--- WHAT TO PRODUCE ---
The records sit below. Return every line in them that holds the word "gravel".

★ ★ ★ ★

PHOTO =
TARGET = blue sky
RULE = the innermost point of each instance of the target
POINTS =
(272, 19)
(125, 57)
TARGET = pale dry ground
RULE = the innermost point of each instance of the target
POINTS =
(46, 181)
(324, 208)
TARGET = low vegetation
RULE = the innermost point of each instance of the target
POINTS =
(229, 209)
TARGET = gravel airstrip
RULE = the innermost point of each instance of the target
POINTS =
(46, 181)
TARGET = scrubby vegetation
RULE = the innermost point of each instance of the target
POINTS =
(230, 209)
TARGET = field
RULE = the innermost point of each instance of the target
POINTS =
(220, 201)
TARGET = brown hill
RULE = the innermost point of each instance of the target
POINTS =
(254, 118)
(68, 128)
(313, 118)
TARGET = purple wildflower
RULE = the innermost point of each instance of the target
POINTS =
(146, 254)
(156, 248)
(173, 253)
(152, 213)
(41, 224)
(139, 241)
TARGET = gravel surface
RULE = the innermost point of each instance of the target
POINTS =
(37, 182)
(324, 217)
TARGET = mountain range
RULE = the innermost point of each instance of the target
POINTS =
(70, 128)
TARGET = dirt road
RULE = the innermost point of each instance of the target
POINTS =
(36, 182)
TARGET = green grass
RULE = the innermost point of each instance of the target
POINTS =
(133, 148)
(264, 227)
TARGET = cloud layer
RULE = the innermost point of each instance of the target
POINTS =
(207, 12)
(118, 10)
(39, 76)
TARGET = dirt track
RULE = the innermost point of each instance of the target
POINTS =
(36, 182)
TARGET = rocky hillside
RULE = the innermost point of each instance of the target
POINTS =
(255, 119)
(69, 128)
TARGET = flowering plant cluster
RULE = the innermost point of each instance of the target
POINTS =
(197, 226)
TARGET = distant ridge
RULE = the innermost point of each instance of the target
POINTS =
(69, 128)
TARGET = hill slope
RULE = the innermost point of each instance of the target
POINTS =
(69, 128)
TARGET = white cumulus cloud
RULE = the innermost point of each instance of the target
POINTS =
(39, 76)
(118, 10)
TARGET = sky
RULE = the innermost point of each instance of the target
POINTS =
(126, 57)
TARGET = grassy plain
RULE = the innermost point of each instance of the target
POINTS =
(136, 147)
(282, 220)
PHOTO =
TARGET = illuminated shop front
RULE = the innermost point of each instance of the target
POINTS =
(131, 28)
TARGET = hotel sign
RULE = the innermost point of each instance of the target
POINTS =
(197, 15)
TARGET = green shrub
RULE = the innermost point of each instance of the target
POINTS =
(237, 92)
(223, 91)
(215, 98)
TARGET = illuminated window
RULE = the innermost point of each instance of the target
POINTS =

★ ★ ★ ★

--- OUTPUT FOR THIS TASK ---
TARGET = gravel airstrip
TARGET = gravel surface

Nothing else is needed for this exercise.